SET EXERCISE:
Reproduce the material from the line containing "of the rock" through the end of the material, both ends included, substituting "tree crown" for "tree canopy" and leaving everything else unchanged.

"""

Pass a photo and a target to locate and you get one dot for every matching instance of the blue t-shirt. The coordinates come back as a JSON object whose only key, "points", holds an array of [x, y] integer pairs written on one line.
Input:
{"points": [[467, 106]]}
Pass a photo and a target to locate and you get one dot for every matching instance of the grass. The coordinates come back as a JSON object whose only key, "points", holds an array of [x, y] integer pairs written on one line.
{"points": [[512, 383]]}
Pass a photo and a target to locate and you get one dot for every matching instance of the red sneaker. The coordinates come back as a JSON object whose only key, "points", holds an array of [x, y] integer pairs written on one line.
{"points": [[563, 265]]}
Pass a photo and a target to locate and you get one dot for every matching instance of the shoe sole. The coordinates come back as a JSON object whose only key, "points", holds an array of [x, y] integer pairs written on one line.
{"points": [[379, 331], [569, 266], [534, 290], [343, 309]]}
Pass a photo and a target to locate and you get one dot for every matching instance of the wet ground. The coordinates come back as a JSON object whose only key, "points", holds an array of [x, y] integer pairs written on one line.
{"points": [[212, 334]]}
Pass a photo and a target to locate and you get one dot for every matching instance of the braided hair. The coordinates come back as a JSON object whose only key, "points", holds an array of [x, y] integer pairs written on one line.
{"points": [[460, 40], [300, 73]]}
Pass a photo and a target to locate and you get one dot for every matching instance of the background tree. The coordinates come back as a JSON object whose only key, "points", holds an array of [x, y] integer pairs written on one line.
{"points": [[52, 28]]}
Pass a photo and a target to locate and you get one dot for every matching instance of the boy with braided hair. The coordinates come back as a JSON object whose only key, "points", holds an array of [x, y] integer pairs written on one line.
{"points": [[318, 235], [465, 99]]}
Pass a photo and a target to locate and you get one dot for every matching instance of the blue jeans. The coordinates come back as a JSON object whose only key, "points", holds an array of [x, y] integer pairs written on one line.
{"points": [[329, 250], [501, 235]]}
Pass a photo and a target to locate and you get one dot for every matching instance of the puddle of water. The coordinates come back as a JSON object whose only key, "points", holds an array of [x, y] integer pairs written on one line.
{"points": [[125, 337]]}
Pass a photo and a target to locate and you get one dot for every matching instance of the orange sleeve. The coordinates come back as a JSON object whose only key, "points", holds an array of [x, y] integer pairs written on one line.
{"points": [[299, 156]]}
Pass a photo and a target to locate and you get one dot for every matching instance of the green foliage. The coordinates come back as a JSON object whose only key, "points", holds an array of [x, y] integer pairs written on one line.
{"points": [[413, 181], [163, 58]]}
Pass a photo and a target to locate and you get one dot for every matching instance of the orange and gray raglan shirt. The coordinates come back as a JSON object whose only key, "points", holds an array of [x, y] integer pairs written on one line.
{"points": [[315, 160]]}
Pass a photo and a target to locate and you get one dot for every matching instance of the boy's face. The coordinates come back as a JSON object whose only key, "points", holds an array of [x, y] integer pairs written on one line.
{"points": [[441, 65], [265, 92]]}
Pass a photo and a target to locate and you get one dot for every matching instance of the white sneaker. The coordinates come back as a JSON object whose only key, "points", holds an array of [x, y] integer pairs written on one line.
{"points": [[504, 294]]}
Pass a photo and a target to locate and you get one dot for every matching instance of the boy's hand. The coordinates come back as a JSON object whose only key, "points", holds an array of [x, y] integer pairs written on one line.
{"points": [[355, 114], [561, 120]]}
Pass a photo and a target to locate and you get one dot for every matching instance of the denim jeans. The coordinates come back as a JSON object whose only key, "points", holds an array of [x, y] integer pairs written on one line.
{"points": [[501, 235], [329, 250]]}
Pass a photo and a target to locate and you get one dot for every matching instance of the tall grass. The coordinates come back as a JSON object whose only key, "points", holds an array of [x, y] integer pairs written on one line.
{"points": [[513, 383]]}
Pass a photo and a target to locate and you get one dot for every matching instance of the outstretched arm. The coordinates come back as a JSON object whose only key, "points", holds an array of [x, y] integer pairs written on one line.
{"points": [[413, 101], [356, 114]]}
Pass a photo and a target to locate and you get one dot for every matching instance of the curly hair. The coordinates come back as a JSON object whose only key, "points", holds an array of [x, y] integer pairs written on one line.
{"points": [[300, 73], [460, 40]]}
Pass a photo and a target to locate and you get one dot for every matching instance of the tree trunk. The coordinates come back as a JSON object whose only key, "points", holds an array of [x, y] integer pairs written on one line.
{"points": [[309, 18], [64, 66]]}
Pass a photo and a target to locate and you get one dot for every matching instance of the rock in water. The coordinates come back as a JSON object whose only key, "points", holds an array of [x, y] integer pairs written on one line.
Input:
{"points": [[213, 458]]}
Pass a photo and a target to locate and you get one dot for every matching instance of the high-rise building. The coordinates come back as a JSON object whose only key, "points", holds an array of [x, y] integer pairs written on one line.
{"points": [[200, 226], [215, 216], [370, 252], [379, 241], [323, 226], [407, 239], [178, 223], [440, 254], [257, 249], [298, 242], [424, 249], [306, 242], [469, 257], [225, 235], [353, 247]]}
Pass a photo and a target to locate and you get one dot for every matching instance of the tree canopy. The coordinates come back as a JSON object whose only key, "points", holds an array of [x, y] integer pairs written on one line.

"""

ANSWER TO THIS TASK:
Pass a photo and a target to locate and you get one dot for every matching instance of the rock in water. The coordinates come back as a JSON object whose only key, "points", holds an array of [x, y] integer pairs written on one line.
Input:
{"points": [[213, 458]]}
Pass a photo and a target to locate and you get one dot for every matching instance of the high-rise building. The coordinates come back as a JSON object whose only key, "points", holds an array of [x, y] integer pairs written on one line.
{"points": [[200, 226], [215, 216], [370, 252], [379, 241], [323, 226], [407, 239], [178, 223], [440, 254], [257, 249], [298, 242], [424, 249], [306, 242], [469, 257], [225, 235], [353, 247]]}
Pass a photo and a target to locate and you get one dot for every matching instance of the tree crown. The coordinates come back as a JSON object whose only key, "points", holds an array of [x, y] integer pairs written on one line.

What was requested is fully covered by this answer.